Reproduce all of the records below verbatim, leaving every character unchanged.

[Dataset extract]

◆ ◆ ◆ ◆ ◆

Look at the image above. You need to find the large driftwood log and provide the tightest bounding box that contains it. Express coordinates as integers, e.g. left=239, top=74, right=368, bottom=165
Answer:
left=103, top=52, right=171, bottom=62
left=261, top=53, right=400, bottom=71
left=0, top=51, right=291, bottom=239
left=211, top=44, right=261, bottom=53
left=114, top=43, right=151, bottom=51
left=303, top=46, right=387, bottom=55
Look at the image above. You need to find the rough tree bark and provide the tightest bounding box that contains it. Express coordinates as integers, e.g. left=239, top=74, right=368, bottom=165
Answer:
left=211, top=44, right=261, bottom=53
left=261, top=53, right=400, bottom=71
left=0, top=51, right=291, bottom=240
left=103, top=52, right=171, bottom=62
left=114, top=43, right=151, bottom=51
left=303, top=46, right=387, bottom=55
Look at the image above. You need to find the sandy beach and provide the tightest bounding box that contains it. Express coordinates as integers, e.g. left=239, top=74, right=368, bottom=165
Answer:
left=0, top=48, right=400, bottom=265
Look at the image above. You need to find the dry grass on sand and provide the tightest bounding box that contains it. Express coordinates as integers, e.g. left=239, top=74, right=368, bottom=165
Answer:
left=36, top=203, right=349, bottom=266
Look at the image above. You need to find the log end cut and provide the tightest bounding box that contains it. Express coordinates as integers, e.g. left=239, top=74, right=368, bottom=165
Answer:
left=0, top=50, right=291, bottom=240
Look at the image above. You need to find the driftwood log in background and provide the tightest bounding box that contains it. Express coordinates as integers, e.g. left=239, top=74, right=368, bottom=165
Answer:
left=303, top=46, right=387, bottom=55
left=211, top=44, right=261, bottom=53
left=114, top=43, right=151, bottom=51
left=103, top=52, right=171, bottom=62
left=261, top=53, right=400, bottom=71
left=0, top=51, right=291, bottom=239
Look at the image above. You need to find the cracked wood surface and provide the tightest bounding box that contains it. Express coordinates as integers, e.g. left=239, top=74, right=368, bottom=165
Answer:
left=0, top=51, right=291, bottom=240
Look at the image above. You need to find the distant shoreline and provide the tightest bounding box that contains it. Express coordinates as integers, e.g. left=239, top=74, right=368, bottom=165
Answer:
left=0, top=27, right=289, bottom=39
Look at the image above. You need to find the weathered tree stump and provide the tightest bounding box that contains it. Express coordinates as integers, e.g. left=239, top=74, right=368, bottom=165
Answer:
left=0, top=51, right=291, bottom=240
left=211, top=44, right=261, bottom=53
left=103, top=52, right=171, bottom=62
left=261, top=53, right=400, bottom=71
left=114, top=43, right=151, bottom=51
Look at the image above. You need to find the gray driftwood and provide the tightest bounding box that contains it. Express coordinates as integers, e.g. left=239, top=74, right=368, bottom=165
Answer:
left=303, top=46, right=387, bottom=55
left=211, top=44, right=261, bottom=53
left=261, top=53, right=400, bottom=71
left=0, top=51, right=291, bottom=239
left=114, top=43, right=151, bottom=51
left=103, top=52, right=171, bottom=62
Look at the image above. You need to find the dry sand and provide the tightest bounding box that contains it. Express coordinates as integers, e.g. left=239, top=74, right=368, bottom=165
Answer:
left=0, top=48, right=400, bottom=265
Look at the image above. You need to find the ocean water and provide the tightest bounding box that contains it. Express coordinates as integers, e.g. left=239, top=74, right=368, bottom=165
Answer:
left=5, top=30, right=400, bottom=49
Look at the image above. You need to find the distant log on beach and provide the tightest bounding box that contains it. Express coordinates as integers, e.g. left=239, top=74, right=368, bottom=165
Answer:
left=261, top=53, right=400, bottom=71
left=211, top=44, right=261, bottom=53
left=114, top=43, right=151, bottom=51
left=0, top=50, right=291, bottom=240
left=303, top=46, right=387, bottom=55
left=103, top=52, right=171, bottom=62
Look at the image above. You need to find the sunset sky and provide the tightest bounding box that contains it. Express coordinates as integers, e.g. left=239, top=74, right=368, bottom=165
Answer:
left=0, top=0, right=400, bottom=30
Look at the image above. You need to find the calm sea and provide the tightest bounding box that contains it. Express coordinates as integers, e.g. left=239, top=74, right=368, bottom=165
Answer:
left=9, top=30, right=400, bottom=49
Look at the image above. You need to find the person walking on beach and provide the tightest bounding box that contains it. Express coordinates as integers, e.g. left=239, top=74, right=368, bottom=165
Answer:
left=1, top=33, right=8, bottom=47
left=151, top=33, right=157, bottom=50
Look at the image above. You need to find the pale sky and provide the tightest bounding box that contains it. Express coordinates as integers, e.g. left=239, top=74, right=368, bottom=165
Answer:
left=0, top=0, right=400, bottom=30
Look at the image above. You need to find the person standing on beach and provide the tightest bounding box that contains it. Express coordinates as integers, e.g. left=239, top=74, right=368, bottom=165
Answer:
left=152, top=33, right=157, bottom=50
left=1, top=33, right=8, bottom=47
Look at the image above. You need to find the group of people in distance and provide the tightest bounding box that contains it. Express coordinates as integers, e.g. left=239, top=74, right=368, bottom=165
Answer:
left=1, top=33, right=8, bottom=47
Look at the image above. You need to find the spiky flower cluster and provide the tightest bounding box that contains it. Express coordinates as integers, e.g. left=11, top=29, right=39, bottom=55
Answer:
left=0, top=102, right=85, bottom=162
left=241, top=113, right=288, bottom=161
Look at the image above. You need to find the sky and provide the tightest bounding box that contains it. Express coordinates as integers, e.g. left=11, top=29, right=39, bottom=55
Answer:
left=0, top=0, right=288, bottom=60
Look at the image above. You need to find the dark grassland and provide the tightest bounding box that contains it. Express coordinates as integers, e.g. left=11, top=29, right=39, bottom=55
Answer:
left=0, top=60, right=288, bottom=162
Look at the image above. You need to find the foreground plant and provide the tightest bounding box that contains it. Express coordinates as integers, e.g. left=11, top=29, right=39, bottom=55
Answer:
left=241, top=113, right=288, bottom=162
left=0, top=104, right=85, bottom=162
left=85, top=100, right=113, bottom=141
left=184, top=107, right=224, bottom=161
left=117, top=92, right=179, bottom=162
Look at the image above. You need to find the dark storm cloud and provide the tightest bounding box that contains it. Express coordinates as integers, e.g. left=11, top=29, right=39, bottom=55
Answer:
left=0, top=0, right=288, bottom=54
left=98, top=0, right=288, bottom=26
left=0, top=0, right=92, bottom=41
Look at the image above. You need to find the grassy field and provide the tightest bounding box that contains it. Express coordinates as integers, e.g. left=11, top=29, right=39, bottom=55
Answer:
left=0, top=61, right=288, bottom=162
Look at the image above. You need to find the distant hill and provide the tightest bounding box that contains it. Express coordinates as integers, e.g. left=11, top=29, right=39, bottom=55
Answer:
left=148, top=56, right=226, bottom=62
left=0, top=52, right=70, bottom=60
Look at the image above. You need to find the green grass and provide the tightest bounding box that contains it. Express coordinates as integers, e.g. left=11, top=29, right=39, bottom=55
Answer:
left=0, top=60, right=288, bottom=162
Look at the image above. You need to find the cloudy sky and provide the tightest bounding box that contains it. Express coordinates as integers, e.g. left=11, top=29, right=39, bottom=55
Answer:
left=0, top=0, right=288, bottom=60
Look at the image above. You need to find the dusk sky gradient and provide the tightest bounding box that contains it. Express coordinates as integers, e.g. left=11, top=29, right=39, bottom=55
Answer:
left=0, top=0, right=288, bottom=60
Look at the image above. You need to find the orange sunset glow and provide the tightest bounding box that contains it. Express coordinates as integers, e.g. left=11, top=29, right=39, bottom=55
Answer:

◆ ◆ ◆ ◆ ◆

[Written solution]
Look at the image above. You need to find the large driftwood log and provide the tightest bounding box that contains it. Express coordinates as integers, e.g. left=239, top=74, right=368, bottom=165
Answer:
left=103, top=52, right=171, bottom=62
left=261, top=53, right=400, bottom=71
left=0, top=51, right=291, bottom=239
left=211, top=44, right=261, bottom=53
left=114, top=43, right=151, bottom=51
left=303, top=46, right=387, bottom=55
Look at the image above. You need to find the rough tree bark and provide the tightest bounding box that contains it. Express coordinates as integers, e.g. left=239, top=74, right=368, bottom=165
Answer:
left=211, top=44, right=261, bottom=53
left=261, top=53, right=400, bottom=71
left=0, top=51, right=291, bottom=240
left=103, top=52, right=171, bottom=62
left=114, top=43, right=151, bottom=51
left=303, top=46, right=387, bottom=55
Look at the image above. You need to find the sandy beach and provide the tightest bounding box that contains it. Express coordinates as integers, e.g. left=239, top=74, right=368, bottom=165
Answer:
left=0, top=48, right=400, bottom=265
Look at the image above. You need to find the dry grass on sand and provide the tightest bounding box that contains it. Express coordinates as integers, e.g. left=239, top=74, right=368, bottom=165
Answer:
left=36, top=203, right=349, bottom=266
Look at the image above. You need to find the log end cut and provide the tightest bounding box that contains it. Express coordinates as integers, e.g. left=239, top=74, right=368, bottom=165
Answer:
left=0, top=50, right=291, bottom=240
Look at the image above. You need to find the driftwood log in background and provide the tightest bounding box that contains it. Express coordinates as integers, e.g. left=239, top=74, right=368, bottom=165
Answer:
left=303, top=46, right=387, bottom=55
left=211, top=44, right=261, bottom=53
left=114, top=43, right=151, bottom=51
left=103, top=52, right=171, bottom=62
left=261, top=53, right=400, bottom=71
left=0, top=51, right=291, bottom=239
Look at the image above. You need to find the cracked wood surface and provide the tightest bounding box that contains it. Express coordinates as integers, e.g. left=239, top=74, right=368, bottom=165
Answer:
left=0, top=51, right=291, bottom=240
Look at the image above. You need to find the distant shoreline and provide the tightest bounding box that contains it. Express coordinates as integers, e.g. left=239, top=74, right=368, bottom=165
Answer:
left=0, top=27, right=289, bottom=39
Look at the image above. You need to find the weathered tree stump and provide the tightest bounding box that contains it. Express coordinates as integers, e.g. left=239, top=74, right=368, bottom=165
Answer:
left=0, top=51, right=291, bottom=240
left=211, top=44, right=261, bottom=53
left=103, top=52, right=171, bottom=62
left=261, top=53, right=400, bottom=71
left=114, top=43, right=151, bottom=51
Look at the image above. You need to find the gray driftwood and provide the tightest bounding box that contains it. Express coordinates as integers, e.g. left=239, top=74, right=368, bottom=165
Answer:
left=303, top=46, right=387, bottom=55
left=211, top=44, right=261, bottom=53
left=261, top=53, right=400, bottom=71
left=0, top=51, right=291, bottom=239
left=114, top=43, right=151, bottom=51
left=103, top=52, right=171, bottom=62
Look at the image above. You need to find the dry sand and provide the tightest bounding box that contains it. Express coordinates as integers, e.g. left=239, top=74, right=368, bottom=165
Answer:
left=0, top=48, right=400, bottom=265
Look at the image above. You need to find the ocean water and provide the tightest bounding box that contains it. Express coordinates as integers, e.g. left=239, top=74, right=368, bottom=165
Answer:
left=5, top=30, right=400, bottom=49
Look at the image above. You need to find the distant log on beach and provide the tightest bounding box that contains it. Express coordinates as integers, e.g. left=239, top=74, right=368, bottom=165
Answer:
left=261, top=53, right=400, bottom=71
left=211, top=44, right=261, bottom=53
left=114, top=43, right=151, bottom=51
left=0, top=50, right=291, bottom=240
left=303, top=46, right=387, bottom=55
left=103, top=52, right=171, bottom=62
Look at the image above. You need to find the sunset sky and provide the tightest bounding box that contains it. Express coordinates as integers, e.g. left=239, top=74, right=368, bottom=165
Answer:
left=0, top=0, right=400, bottom=30
Look at the image above. You need to find the calm sea and provide the tightest bounding box that contains it. Express coordinates as integers, e.g. left=239, top=74, right=368, bottom=165
Answer:
left=9, top=30, right=400, bottom=49
Look at the image above. You need to find the person walking on beach and provide the tightest bounding box that contains it. Express coordinates as integers, e.g. left=239, top=74, right=368, bottom=165
Answer:
left=1, top=33, right=8, bottom=47
left=151, top=33, right=157, bottom=50
Look at the image above. You need to find the pale sky and provide the tightest bounding box that contains it. Express coordinates as integers, e.g. left=239, top=74, right=368, bottom=165
Answer:
left=0, top=0, right=400, bottom=30
Look at the image above. You need to find the person standing on beach and provide the tightest bounding box that contains it. Express coordinates as integers, e.g. left=239, top=74, right=368, bottom=165
Answer:
left=152, top=33, right=157, bottom=50
left=1, top=33, right=8, bottom=47
Look at the image above. You need to find the group of people in distance and provide the tightest bounding box that contains it. Express coordinates as integers, e.g. left=239, top=74, right=368, bottom=165
Answer:
left=1, top=33, right=8, bottom=47
Look at the image above. You need to find the spiky flower cluster and provide the tightest bounding box that contains it. Express coordinates as integers, e.g. left=11, top=29, right=39, bottom=55
Answer:
left=0, top=102, right=85, bottom=162
left=241, top=113, right=288, bottom=161
Look at the image above. You need to find the sky and provide the tightest bounding box that contains it. Express coordinates as integers, e.g. left=11, top=29, right=39, bottom=55
Answer:
left=0, top=0, right=288, bottom=60
Look at the image above. You need to find the dark grassland and provide the tightest bounding box that contains it. Express coordinates as integers, e.g. left=11, top=29, right=39, bottom=55
Answer:
left=0, top=60, right=288, bottom=162
Look at the image above. You need to find the foreground plant and provide the tightest bounding box that contains it. Express coordinates as integers, e.g. left=11, top=29, right=39, bottom=55
Answer:
left=241, top=113, right=288, bottom=162
left=0, top=104, right=85, bottom=162
left=85, top=100, right=113, bottom=141
left=184, top=107, right=224, bottom=161
left=117, top=92, right=179, bottom=162
Look at the image above. You need to find the dark storm cloud and provide the tightest bounding box that contains it. Express coordinates as integers, e.g. left=11, top=29, right=39, bottom=55
Answer:
left=0, top=0, right=288, bottom=54
left=98, top=0, right=288, bottom=26
left=0, top=0, right=92, bottom=41
Look at the image above. You need to find the grassy field and provide the tightest bounding box that contains it. Express coordinates as integers, e.g. left=11, top=29, right=39, bottom=55
Answer:
left=0, top=61, right=288, bottom=162
Look at the image above. You need to find the distant hill and provide the tightest bounding box that contains it. Express coordinates as integers, e.g. left=11, top=29, right=39, bottom=55
Answer:
left=148, top=56, right=226, bottom=62
left=0, top=52, right=70, bottom=60
Look at the image above. You need to find the green grass and provide the tightest bounding box that contains it. Express coordinates as integers, e.g. left=11, top=29, right=39, bottom=55
Answer:
left=0, top=60, right=288, bottom=162
Look at the image above. You need to find the cloudy sky and provide the tightest bounding box that contains it. Express coordinates as integers, e.g. left=11, top=29, right=39, bottom=55
Answer:
left=0, top=0, right=288, bottom=60
Look at the image above. You need to find the dusk sky gradient and provide the tightest bounding box that contains it. Express coordinates as integers, e.g. left=11, top=29, right=39, bottom=55
Answer:
left=0, top=0, right=288, bottom=60
Look at the image above. You need to find the orange sunset glow and provide the tightest bounding box that contains it. Express coordinates as integers, e.g. left=11, top=29, right=39, bottom=55
Answer:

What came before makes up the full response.